Data:
◆ ◆ ◆ ◆ ◆ ◆ ◆

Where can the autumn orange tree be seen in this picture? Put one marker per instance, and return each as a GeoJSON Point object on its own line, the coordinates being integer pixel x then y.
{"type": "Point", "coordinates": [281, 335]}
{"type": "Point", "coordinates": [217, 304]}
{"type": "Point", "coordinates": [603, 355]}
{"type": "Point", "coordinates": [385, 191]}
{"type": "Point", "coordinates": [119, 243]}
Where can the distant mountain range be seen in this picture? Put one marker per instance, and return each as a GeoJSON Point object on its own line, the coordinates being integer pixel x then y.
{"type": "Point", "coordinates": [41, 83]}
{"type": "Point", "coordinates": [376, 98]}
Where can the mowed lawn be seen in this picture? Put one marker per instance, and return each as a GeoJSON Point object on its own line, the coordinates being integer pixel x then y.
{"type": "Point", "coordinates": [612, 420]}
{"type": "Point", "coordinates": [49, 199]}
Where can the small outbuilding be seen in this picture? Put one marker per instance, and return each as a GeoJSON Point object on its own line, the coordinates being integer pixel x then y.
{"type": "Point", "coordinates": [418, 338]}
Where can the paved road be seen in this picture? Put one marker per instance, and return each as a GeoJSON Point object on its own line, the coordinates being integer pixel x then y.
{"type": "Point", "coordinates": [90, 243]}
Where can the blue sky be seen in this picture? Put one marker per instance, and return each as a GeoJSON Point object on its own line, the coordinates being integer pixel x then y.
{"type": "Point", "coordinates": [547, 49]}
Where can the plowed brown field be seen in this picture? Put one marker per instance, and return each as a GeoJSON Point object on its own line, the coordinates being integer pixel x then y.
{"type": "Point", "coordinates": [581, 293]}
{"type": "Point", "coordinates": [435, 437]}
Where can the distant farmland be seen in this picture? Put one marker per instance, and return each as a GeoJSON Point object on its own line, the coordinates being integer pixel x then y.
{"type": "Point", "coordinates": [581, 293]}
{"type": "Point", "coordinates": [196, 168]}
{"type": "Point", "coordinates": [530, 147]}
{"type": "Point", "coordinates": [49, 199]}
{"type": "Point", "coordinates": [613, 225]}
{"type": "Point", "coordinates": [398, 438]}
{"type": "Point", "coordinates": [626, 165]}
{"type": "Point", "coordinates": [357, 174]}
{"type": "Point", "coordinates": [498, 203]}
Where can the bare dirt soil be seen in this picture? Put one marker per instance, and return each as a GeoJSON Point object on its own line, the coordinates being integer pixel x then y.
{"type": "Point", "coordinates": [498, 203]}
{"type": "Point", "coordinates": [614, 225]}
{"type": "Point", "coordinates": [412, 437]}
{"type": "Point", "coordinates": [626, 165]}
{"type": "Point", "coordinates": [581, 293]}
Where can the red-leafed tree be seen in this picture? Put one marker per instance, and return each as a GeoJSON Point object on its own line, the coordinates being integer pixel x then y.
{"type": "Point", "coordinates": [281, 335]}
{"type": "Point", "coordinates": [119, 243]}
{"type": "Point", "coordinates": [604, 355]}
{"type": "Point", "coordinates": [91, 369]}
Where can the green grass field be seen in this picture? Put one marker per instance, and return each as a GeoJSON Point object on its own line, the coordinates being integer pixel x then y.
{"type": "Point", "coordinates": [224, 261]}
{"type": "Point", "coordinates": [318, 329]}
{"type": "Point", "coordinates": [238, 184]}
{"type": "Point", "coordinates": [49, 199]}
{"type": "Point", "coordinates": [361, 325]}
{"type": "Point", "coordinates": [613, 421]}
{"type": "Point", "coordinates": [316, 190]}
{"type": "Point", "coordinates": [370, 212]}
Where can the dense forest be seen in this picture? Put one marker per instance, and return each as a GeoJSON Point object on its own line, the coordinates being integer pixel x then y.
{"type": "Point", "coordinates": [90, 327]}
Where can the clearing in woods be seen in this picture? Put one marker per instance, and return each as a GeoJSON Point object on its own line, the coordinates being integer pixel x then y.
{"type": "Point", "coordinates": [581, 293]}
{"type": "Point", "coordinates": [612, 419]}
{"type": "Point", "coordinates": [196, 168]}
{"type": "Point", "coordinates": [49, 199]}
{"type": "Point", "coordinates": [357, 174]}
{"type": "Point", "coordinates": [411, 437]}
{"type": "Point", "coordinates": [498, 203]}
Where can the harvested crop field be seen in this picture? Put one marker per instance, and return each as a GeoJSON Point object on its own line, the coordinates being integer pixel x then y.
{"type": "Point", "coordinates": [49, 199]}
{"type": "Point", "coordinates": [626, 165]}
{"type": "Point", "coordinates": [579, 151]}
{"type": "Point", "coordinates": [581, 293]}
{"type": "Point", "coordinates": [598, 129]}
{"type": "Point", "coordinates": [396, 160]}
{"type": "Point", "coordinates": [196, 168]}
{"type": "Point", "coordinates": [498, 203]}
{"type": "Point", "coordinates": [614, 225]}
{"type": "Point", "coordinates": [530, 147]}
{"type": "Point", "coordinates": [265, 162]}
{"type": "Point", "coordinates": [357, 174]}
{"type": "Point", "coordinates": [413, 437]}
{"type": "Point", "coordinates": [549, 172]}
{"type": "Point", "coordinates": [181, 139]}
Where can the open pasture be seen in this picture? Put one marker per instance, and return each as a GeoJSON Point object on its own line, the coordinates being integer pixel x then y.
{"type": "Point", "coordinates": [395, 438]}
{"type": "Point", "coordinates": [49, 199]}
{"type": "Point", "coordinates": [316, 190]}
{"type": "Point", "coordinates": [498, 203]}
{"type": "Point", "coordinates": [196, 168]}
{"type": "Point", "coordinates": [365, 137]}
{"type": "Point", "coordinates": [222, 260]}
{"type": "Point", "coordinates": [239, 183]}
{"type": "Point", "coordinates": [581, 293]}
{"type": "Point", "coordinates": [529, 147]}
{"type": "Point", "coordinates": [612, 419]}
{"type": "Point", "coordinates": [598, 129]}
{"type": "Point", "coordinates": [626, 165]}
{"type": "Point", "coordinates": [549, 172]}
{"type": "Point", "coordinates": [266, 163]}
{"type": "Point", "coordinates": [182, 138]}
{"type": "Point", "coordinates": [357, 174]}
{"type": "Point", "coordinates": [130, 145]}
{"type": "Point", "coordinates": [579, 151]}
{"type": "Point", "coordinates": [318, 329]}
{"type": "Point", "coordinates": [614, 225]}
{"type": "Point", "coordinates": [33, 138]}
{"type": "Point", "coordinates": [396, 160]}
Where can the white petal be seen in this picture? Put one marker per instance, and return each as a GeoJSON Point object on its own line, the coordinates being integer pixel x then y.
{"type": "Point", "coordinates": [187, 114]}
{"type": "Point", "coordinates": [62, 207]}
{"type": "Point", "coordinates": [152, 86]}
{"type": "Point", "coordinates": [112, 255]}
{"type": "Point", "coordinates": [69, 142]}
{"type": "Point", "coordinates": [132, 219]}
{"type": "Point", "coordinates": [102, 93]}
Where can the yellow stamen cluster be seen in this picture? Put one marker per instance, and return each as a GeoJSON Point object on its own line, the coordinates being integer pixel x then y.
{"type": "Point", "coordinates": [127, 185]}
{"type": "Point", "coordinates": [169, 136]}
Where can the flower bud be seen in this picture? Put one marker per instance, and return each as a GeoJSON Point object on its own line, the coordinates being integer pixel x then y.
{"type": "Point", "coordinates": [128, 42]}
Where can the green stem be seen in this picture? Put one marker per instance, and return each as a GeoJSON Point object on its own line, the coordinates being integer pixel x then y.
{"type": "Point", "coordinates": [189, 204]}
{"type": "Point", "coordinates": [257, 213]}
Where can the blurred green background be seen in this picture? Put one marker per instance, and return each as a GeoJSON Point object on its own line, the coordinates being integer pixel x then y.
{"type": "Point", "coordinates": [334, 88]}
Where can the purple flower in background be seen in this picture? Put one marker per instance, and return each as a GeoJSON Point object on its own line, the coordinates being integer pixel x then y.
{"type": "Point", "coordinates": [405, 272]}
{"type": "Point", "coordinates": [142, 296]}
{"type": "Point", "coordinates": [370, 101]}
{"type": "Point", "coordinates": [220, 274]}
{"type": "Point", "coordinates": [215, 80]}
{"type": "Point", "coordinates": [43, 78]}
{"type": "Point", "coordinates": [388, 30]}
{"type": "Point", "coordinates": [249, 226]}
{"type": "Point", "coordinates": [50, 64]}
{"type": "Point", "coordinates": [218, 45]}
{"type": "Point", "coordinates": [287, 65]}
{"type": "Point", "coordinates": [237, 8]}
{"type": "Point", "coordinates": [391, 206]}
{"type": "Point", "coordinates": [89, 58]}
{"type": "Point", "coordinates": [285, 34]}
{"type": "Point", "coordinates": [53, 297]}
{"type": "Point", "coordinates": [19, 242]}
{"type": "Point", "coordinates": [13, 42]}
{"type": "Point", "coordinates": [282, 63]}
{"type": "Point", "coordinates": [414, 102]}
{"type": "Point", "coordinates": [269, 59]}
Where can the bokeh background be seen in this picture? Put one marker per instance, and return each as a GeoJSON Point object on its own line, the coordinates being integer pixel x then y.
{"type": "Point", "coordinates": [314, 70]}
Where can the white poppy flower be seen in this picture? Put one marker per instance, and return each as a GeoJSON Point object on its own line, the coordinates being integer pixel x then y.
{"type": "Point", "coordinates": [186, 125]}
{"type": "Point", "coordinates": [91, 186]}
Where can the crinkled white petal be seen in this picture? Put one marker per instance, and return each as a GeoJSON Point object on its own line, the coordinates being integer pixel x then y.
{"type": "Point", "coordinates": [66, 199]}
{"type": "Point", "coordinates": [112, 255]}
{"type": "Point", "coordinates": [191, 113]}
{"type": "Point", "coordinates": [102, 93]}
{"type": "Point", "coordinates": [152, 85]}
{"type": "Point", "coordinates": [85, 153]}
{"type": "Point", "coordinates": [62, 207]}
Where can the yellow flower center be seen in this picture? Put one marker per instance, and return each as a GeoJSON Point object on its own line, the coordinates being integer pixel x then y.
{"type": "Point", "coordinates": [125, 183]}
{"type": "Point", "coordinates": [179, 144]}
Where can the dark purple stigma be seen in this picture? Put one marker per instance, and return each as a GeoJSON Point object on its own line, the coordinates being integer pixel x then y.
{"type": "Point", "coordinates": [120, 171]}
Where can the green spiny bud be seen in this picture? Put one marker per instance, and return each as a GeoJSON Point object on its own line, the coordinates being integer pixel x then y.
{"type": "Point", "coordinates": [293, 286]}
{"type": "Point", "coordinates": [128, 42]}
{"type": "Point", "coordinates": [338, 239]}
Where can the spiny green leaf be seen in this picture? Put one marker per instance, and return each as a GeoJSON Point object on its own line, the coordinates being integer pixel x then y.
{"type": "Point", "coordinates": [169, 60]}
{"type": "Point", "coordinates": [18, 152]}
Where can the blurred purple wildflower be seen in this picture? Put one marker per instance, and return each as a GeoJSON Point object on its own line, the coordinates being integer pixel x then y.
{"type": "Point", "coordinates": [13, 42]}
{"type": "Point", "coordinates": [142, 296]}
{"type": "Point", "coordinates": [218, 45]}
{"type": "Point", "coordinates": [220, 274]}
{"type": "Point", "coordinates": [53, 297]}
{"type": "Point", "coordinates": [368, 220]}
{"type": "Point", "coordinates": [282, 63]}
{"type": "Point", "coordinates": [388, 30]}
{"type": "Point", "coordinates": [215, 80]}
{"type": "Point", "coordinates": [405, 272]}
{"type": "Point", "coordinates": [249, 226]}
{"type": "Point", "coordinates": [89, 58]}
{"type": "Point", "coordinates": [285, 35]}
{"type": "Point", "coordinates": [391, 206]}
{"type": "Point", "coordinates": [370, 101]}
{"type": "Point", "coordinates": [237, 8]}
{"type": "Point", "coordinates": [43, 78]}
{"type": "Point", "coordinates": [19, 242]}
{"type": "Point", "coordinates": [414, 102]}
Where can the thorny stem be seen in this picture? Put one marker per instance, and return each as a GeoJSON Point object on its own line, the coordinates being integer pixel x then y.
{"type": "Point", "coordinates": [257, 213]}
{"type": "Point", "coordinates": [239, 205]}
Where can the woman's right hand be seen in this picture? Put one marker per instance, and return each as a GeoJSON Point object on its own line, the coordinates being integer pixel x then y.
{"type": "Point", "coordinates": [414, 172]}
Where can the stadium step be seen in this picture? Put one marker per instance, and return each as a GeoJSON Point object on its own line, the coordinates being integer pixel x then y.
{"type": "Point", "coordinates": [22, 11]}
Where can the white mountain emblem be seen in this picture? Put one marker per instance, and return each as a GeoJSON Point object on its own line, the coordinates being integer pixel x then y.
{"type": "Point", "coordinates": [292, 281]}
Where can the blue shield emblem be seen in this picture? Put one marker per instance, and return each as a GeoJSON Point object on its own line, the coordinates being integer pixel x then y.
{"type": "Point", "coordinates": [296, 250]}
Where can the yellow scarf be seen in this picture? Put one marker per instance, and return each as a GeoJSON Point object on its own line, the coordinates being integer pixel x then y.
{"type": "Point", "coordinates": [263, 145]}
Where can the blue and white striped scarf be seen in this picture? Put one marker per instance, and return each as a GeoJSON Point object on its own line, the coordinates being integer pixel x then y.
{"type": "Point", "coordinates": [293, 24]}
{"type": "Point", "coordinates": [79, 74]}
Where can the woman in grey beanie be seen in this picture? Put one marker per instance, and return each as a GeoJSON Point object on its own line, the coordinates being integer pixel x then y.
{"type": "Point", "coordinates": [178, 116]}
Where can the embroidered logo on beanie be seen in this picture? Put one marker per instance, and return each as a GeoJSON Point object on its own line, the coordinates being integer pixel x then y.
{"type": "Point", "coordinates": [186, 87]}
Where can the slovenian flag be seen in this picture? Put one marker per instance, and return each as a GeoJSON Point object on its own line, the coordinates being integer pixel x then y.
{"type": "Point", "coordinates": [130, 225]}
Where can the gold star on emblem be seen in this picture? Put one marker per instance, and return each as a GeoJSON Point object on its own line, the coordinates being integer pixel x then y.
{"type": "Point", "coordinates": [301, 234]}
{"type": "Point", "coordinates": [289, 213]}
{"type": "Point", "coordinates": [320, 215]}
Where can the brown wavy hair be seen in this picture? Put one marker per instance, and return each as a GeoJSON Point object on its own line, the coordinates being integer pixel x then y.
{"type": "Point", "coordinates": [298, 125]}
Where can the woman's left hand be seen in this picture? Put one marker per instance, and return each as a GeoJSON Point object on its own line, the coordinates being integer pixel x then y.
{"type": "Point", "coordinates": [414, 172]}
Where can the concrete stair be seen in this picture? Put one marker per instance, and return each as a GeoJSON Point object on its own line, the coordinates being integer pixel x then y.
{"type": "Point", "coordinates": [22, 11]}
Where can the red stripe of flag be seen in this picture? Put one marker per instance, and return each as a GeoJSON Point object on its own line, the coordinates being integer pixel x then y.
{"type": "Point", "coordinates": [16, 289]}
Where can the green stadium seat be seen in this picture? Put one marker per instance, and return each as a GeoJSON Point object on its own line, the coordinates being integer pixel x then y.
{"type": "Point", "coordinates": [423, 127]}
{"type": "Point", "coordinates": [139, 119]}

◆ ◆ ◆ ◆ ◆ ◆ ◆

Task: Output nothing but the lines from the one containing "Where can the woman in" through the last line of the data, exactly as they stand.

Reply to the exercise:
Where can the woman in grey beanie be seen in this picture? Put one marker per instance, and return each as a GeoJSON Point object on its own line, the coordinates being integer pixel x then y.
{"type": "Point", "coordinates": [178, 116]}
Where can the embroidered logo on beanie be seen in this picture? Put one marker per instance, and return each as a GeoJSON Point object on its own line, the coordinates being integer pixel x then y.
{"type": "Point", "coordinates": [186, 87]}
Where can the slovenian flag be seen in this picture? Put one marker per instance, and return each as a GeoJSON Point object on its own line, the coordinates being integer pixel x then y.
{"type": "Point", "coordinates": [130, 225]}
Where can the gold star on emblem be seen in this picture? Put one marker per instance, and return each as a GeoJSON Point object on its own line, the coordinates being integer pixel x then y.
{"type": "Point", "coordinates": [301, 234]}
{"type": "Point", "coordinates": [289, 213]}
{"type": "Point", "coordinates": [320, 215]}
Where can the brown wavy hair be seen in this picture? Put one marker per instance, and return each as a GeoJSON Point object on its own line, the coordinates being integer pixel x then y.
{"type": "Point", "coordinates": [298, 125]}
Where can the woman's left hand be seen in this picture? Put one marker per instance, and return each as a GeoJSON Point object on its own line, the coordinates being integer pixel x then y.
{"type": "Point", "coordinates": [414, 172]}
Where can the concrete stair be seen in this picture? Put one marker per instance, and return each as a GeoJSON Point object on its own line, the coordinates being integer pixel x then y.
{"type": "Point", "coordinates": [22, 11]}
Where can the red stripe of flag be seen in this picture? Put one marker per instance, and return each as a GeoJSON Point object on its own line, the coordinates being integer pixel x then y.
{"type": "Point", "coordinates": [16, 289]}
Where can the green stadium seat be seen in this picture? Put one marker per instance, and return each as a GeoJSON Point object on its own line, the coordinates being integer pixel x then y.
{"type": "Point", "coordinates": [423, 127]}
{"type": "Point", "coordinates": [139, 119]}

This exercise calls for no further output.